▶ RECORD EXTRACTS
——

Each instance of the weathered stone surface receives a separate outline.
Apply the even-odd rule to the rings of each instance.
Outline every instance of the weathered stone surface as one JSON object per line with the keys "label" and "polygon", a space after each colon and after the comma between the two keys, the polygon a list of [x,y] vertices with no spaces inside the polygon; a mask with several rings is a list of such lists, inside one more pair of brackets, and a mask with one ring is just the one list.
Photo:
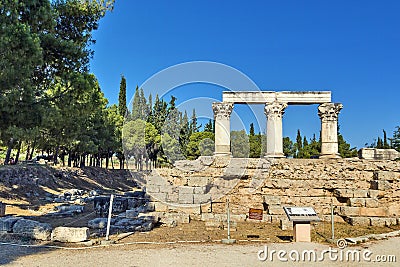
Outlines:
{"label": "weathered stone surface", "polygon": [[400,153],[395,149],[361,148],[358,156],[368,160],[394,160],[400,157]]}
{"label": "weathered stone surface", "polygon": [[398,181],[400,180],[400,172],[375,171],[374,180]]}
{"label": "weathered stone surface", "polygon": [[347,200],[347,205],[349,205],[350,207],[364,207],[365,200],[365,198],[349,198]]}
{"label": "weathered stone surface", "polygon": [[355,198],[365,198],[368,197],[367,189],[357,189],[353,191],[353,197]]}
{"label": "weathered stone surface", "polygon": [[50,240],[52,227],[48,223],[21,219],[13,226],[13,233],[22,234],[32,239]]}
{"label": "weathered stone surface", "polygon": [[183,194],[179,192],[179,203],[181,204],[193,204],[193,193]]}
{"label": "weathered stone surface", "polygon": [[194,187],[192,186],[180,186],[179,187],[179,194],[193,194]]}
{"label": "weathered stone surface", "polygon": [[175,221],[176,223],[189,223],[190,222],[190,216],[189,214],[185,213],[165,213],[162,216],[160,216],[160,222],[162,223],[168,223],[171,220]]}
{"label": "weathered stone surface", "polygon": [[137,218],[139,212],[137,210],[126,210],[125,217],[126,218]]}
{"label": "weathered stone surface", "polygon": [[51,240],[60,242],[83,242],[89,239],[87,227],[56,227],[51,233]]}
{"label": "weathered stone surface", "polygon": [[385,218],[370,218],[371,226],[384,227],[386,225]]}
{"label": "weathered stone surface", "polygon": [[206,186],[209,184],[209,177],[188,177],[188,186]]}
{"label": "weathered stone surface", "polygon": [[396,225],[397,219],[396,218],[386,218],[385,219],[385,226]]}
{"label": "weathered stone surface", "polygon": [[344,197],[344,198],[354,197],[353,190],[351,189],[344,189],[344,188],[335,189],[335,191],[333,191],[333,194],[335,197]]}
{"label": "weathered stone surface", "polygon": [[[234,163],[236,164],[236,161]],[[265,169],[262,167],[264,163],[267,165]],[[322,217],[329,216],[330,204],[333,200],[333,205],[337,207],[337,214],[343,217],[400,216],[400,206],[398,207],[396,204],[400,199],[400,182],[388,178],[388,173],[391,172],[390,177],[392,177],[393,173],[399,172],[400,162],[397,161],[279,159],[269,162],[260,161],[260,159],[245,159],[239,160],[236,164],[238,166],[229,168],[228,174],[235,175],[235,172],[239,172],[240,175],[236,174],[235,177],[240,177],[240,179],[221,179],[227,173],[226,169],[221,167],[229,164],[231,164],[230,158],[218,157],[209,168],[199,171],[195,175],[209,177],[213,185],[219,186],[218,190],[223,188],[229,192],[232,214],[247,214],[249,208],[265,208],[268,211],[268,205],[270,205],[271,212],[278,214],[272,215],[265,212],[265,217],[267,221],[279,223],[280,218],[277,216],[283,215],[282,206],[311,206]],[[187,181],[187,177],[193,175],[170,169],[158,171],[160,174],[165,173],[166,181],[171,183],[177,181],[180,183],[179,185],[184,185],[185,183],[181,182],[185,179]],[[384,174],[379,173],[381,179],[374,180],[374,172]],[[254,186],[253,177],[258,177],[257,179],[261,181],[260,186]],[[233,182],[228,183],[231,181]],[[374,189],[371,187],[371,181],[383,181],[383,185],[387,185],[385,183],[387,181],[392,181],[388,182],[391,188],[377,186],[378,189],[385,188],[385,190]],[[203,192],[202,187],[193,187],[194,195],[199,195],[196,198],[201,195],[196,191],[199,189]],[[191,190],[189,189],[189,191]],[[215,190],[211,193],[215,193]],[[273,205],[281,207],[274,209]],[[340,211],[340,207],[344,209]],[[176,211],[180,209],[181,207],[177,206]],[[207,208],[200,207],[200,210],[225,213],[226,204],[212,203]],[[191,211],[187,212],[192,214]]]}
{"label": "weathered stone surface", "polygon": [[81,213],[84,210],[84,206],[81,205],[61,205],[56,207],[56,210],[59,212],[72,212],[72,213]]}
{"label": "weathered stone surface", "polygon": [[18,217],[3,217],[0,218],[0,232],[8,232],[11,233],[13,230],[14,224],[21,220],[22,218]]}
{"label": "weathered stone surface", "polygon": [[367,208],[378,208],[379,207],[379,200],[376,198],[366,198],[365,199],[365,206]]}
{"label": "weathered stone surface", "polygon": [[264,203],[266,203],[268,205],[280,205],[281,204],[281,198],[279,196],[264,195],[263,199],[264,199]]}
{"label": "weathered stone surface", "polygon": [[268,214],[270,215],[282,215],[285,214],[281,205],[268,205]]}
{"label": "weathered stone surface", "polygon": [[6,214],[6,204],[0,201],[0,217],[3,217]]}
{"label": "weathered stone surface", "polygon": [[353,226],[368,226],[370,225],[369,217],[347,217],[346,222]]}
{"label": "weathered stone surface", "polygon": [[340,207],[338,213],[342,216],[386,217],[388,216],[388,209],[366,207]]}
{"label": "weathered stone surface", "polygon": [[[107,218],[95,218],[88,222],[88,227],[92,229],[105,229],[107,227]],[[111,224],[115,223],[115,219],[111,219]]]}
{"label": "weathered stone surface", "polygon": [[168,205],[162,202],[153,202],[154,203],[154,211],[165,212],[168,211]]}
{"label": "weathered stone surface", "polygon": [[388,189],[392,189],[392,185],[388,182],[388,181],[381,181],[381,180],[374,180],[371,181],[371,189],[374,190],[388,190]]}
{"label": "weathered stone surface", "polygon": [[293,230],[293,222],[289,221],[288,219],[281,219],[280,220],[280,228],[283,231]]}

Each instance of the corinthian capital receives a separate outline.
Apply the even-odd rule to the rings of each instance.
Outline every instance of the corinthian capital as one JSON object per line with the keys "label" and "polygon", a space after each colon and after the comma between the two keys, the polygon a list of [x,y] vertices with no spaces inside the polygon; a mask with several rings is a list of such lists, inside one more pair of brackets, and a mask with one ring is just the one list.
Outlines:
{"label": "corinthian capital", "polygon": [[343,105],[341,103],[324,103],[318,106],[318,116],[323,122],[337,121],[342,108]]}
{"label": "corinthian capital", "polygon": [[267,118],[282,118],[285,113],[285,108],[287,108],[286,103],[280,103],[274,101],[272,103],[265,104],[264,113]]}
{"label": "corinthian capital", "polygon": [[230,118],[233,103],[230,102],[214,102],[212,104],[214,118]]}

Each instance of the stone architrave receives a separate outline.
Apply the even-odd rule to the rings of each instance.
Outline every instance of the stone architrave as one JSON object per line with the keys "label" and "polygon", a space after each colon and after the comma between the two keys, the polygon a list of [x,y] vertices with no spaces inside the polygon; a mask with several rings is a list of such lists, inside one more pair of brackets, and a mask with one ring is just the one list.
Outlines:
{"label": "stone architrave", "polygon": [[282,158],[282,116],[285,113],[286,103],[274,101],[265,104],[264,112],[267,116],[267,152],[265,157]]}
{"label": "stone architrave", "polygon": [[340,158],[338,146],[338,115],[343,108],[341,103],[324,103],[318,107],[321,118],[320,158]]}
{"label": "stone architrave", "polygon": [[212,104],[215,120],[215,153],[216,156],[231,155],[230,120],[233,103],[214,102]]}

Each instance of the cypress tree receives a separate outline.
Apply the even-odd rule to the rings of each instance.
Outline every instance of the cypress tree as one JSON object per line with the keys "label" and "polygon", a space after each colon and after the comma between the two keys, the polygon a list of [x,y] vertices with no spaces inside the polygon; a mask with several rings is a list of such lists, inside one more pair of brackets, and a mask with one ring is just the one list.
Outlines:
{"label": "cypress tree", "polygon": [[254,136],[254,124],[250,123],[250,136]]}
{"label": "cypress tree", "polygon": [[127,115],[128,108],[126,107],[126,79],[121,75],[121,82],[119,84],[119,97],[118,97],[118,112],[122,117]]}

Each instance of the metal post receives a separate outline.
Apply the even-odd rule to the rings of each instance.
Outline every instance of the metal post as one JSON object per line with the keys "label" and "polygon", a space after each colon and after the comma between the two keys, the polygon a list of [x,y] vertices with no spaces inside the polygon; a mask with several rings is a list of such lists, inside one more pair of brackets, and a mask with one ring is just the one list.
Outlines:
{"label": "metal post", "polygon": [[110,196],[110,207],[109,207],[109,209],[108,209],[108,220],[107,220],[106,240],[110,240],[110,239],[109,239],[109,235],[110,235],[110,224],[111,224],[111,215],[112,215],[112,204],[113,204],[113,200],[114,200],[114,195],[111,194],[111,196]]}
{"label": "metal post", "polygon": [[335,240],[335,221],[333,218],[333,198],[331,199],[331,226],[332,226],[332,242]]}
{"label": "metal post", "polygon": [[230,218],[230,212],[229,212],[229,199],[226,199],[226,213],[227,213],[227,220],[228,220],[228,240],[231,239],[231,218]]}
{"label": "metal post", "polygon": [[235,239],[231,239],[231,213],[229,208],[229,199],[226,198],[226,216],[227,216],[227,223],[228,223],[228,239],[222,239],[222,243],[225,244],[233,244],[236,242]]}

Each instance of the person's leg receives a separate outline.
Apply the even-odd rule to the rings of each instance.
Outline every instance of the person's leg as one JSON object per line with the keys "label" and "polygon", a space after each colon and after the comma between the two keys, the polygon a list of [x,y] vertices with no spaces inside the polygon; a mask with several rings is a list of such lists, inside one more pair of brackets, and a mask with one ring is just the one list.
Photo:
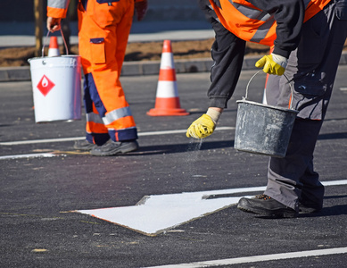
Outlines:
{"label": "person's leg", "polygon": [[209,106],[226,108],[240,76],[245,41],[223,27],[208,0],[200,0],[199,4],[215,32],[211,47],[213,65],[211,69],[211,84],[208,90],[211,99]]}
{"label": "person's leg", "polygon": [[[113,142],[125,142],[136,139],[137,131],[120,81],[125,45],[123,39],[119,45],[118,38],[122,31],[128,39],[134,3],[125,0],[111,4],[89,1],[87,12],[79,13],[83,19],[83,23],[79,23],[79,46],[93,105],[108,130],[109,138]],[[87,127],[93,137],[100,123],[95,121],[95,111],[89,113]]]}
{"label": "person's leg", "polygon": [[[269,164],[264,195],[276,200],[277,208],[282,206],[283,210],[297,210],[299,201],[316,210],[323,204],[324,187],[313,169],[313,151],[346,39],[347,21],[340,20],[335,11],[333,2],[303,26],[300,46],[292,53],[285,73],[293,80],[293,97],[285,78],[278,80],[270,76],[268,80],[267,96],[281,89],[277,100],[268,98],[270,105],[288,107],[292,101],[299,111],[285,157],[271,157]],[[262,207],[262,214],[271,214],[273,205],[267,205],[264,199],[252,202],[257,209]],[[249,209],[252,212],[252,207]]]}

——

▶ WORK TO BE COMPLETED
From the records above, copy every line that contains the string "tree" and leave out all other lines.

▶ FINISHED EXERCISE
Each instance of the cypress tree receives a separate outline.
Outline every instance of the cypress tree as one JSON object per line with the keys "label" and "polygon", a space after each colon and after the comma between the two keys, the polygon a list of [x,y] vertices with no spaces inside the polygon; a mask with several rings is a list of such lists, inside one more pair of brackets, and a mask with one ring is just the one list.
{"label": "cypress tree", "polygon": [[254,136],[254,124],[250,123],[250,136]]}
{"label": "cypress tree", "polygon": [[127,115],[128,108],[126,107],[126,79],[121,75],[121,82],[119,84],[119,97],[118,97],[118,112],[122,117]]}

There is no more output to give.